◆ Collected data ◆
********

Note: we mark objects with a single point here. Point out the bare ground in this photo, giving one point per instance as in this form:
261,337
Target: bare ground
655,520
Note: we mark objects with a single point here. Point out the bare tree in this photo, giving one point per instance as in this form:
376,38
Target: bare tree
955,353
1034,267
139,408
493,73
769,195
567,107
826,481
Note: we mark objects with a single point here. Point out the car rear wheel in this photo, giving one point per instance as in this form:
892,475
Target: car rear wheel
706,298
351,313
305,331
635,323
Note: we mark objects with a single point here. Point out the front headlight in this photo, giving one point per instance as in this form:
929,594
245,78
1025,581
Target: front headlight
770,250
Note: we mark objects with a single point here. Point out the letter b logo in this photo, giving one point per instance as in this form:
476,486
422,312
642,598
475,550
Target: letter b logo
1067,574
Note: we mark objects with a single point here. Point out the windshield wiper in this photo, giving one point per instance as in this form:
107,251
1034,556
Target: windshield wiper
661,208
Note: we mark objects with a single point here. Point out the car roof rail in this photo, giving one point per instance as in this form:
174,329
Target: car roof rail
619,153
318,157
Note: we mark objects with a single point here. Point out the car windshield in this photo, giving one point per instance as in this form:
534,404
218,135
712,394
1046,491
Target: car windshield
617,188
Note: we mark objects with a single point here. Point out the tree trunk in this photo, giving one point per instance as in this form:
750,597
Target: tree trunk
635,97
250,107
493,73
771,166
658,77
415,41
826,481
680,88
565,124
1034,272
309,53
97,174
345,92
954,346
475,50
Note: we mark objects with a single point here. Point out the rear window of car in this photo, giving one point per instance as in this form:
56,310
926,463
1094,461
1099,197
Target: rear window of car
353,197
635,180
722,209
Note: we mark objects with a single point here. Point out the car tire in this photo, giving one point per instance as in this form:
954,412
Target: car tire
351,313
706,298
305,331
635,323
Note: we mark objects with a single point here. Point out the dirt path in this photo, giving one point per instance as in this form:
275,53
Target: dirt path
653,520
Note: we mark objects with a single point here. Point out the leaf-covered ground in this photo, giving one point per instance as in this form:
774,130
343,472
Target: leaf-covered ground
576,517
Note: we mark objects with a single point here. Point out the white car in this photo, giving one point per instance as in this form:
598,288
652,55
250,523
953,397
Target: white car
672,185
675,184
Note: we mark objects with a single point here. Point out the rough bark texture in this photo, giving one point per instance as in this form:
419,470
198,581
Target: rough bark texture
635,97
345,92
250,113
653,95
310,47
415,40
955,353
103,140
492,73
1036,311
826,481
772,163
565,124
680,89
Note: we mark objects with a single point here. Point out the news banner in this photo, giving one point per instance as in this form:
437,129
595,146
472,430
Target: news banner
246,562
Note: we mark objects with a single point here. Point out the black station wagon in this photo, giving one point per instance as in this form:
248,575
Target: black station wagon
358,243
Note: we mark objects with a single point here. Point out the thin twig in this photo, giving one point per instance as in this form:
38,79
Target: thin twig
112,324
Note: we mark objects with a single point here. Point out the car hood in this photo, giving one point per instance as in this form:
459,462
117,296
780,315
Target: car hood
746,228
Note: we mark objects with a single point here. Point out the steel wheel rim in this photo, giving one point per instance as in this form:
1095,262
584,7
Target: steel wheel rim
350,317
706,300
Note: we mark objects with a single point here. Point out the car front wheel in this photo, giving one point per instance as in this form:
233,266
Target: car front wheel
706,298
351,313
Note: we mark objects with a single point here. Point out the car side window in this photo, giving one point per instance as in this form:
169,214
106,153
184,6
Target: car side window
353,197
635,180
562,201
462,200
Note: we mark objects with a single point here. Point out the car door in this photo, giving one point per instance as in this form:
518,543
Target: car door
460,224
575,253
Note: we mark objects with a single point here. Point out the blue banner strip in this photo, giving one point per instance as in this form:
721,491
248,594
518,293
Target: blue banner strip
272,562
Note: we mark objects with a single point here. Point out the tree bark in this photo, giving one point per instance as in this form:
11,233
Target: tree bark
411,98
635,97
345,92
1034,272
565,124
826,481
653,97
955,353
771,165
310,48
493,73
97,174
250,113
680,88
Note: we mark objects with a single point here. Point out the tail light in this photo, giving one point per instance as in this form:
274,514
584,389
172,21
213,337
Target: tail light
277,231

********

◆ Activity ◆
Restate the records above verbatim, omitting no line.

◆ Worked solution ◆
Note: we mark objects with a single point here. Point out the bare ground in this photo, giving one point per instance as in this form:
261,337
Target: bare ground
655,520
Note: we mark objects with a single point here. Point out the bare tree in this photo, giving one point per instance as in this form:
376,38
Target: bare tree
955,353
1034,267
139,408
493,73
769,195
567,107
826,481
Note: we mark objects with a single point here. Point out the car rear wheel in this photo, giving one point per instance as in this form:
892,475
Target: car rear wheel
706,298
351,313
305,331
635,323
Note: we mark objects with a single point here. Point out the front headlight in this photo, giving one point per instance as in this form:
929,594
245,78
1025,581
Target: front headlight
770,250
Note: we mark objects with a single point here. Point out the letter b logo in this photo, giving one point per instance as in this form:
476,486
422,312
642,598
475,550
Target: letter b logo
1067,574
Note: we mark objects with a single point here. Point out the windshield wiper in this photo, giving one point per instance as in this form:
107,251
1034,556
Target: windshield wiper
661,208
Note: we mark objects with a single point here. Point out the car roof rail in this photo, giving one point per instance as in this form:
174,329
Target: car roof rail
619,153
318,157
Note: we mark objects with a single point here. Point out the car windshield in this photo, giving one point per instance as in this form:
534,404
218,135
712,394
1046,491
Target: car windshield
617,188
Note: we mark objects with a single point here. Point out the tree trunk in this photo, giving one point per instance as in this form:
750,597
Target: tree trunk
635,97
250,107
493,73
771,166
658,77
415,41
826,481
680,88
565,124
1034,272
309,53
97,174
345,92
954,346
475,50
Note: we mark objects with a single point here. Point out the rear window of car in this photo, giving one point per instance as in this form:
56,310
926,463
1094,461
1099,197
Target: rear window of car
353,197
635,180
722,209
Note: we mark objects with a single point here. Point out the car tire in this photo, giving one point per instance as in this form:
954,412
Target: car tire
351,313
706,298
305,331
635,323
Note: we mark objects with a single point here. Point out the dirt path in this photo, giving one point per instance as in this form:
275,53
Target: dirt path
653,520
Note: we mark objects with a single point here. Point out the leaf-covered ground in this photo, giving one point per instance as in this form:
774,130
343,472
Target: leaf-covered ground
576,517
Note: we mark objects with a single point here. Point out the white car in this photo, giving one point per instance as in this form:
598,288
652,55
250,523
953,397
Target: white car
672,185
675,184
Note: we mark objects with a single point here. Point out the rough bark texture in this photo, giving one point per instance as in this form:
419,470
198,581
Target: rough bark texture
635,97
345,92
250,113
653,95
310,47
415,40
955,353
103,140
492,73
1036,311
826,481
772,163
565,124
680,89
Note: we mark objects with a single point here. Point out the news banner in this photo, giving one point per instance as in this form:
437,129
595,146
472,430
Target: news banner
246,562
Note: we mark objects with a single point here. Point out the black station wagon in this photo, giving one point per instance as in this form:
248,575
Target: black station wagon
358,243
Note: we mark objects with a single point here. Point out the thin twig in this photo, giving one point per instance as in this form:
38,79
Target: thin twig
112,324
Note: we mark objects with a single point here. Point out the car hood in this photo, giving one point per instance as in this form:
459,462
117,296
780,315
Target: car hood
746,228
Note: we mark objects with a single point here. Point out the steel wheel rim in this photo, giving one point per instance as in this form:
1095,262
584,7
Target: steel wheel rim
350,317
706,300
Note: we mark objects with a single point here. Point out the car front wheel in this photo, giving one point per instance as in this form:
233,266
Target: car front wheel
706,298
351,313
Note: we mark objects with a single point here. Point out the car side window in this photo, giving one point per instance as in this form:
169,214
106,153
184,6
Target: car side window
353,197
635,180
562,201
462,200
Note: we mark objects with a single point here. Point out the car door in this photo, giving one point per instance as in this form:
518,543
Target: car door
460,224
575,253
Note: we mark objects with a single point here. Point out the blue banner strip in this photo, giving one point per instance as in this form:
721,491
248,594
518,293
Target: blue banner strip
272,562
Note: we mark objects with a single point here. Point out the tree bark in this photo, giving one point per instance as in this form:
11,233
Target: tree bark
411,98
635,97
345,92
1034,272
565,124
826,481
653,97
955,353
771,165
310,48
493,73
97,174
250,113
680,88
Note: we mark objects with a single point here. Point out the tail light in this photo, giving one point per instance as in this form:
274,514
584,389
172,21
213,337
Target: tail light
277,231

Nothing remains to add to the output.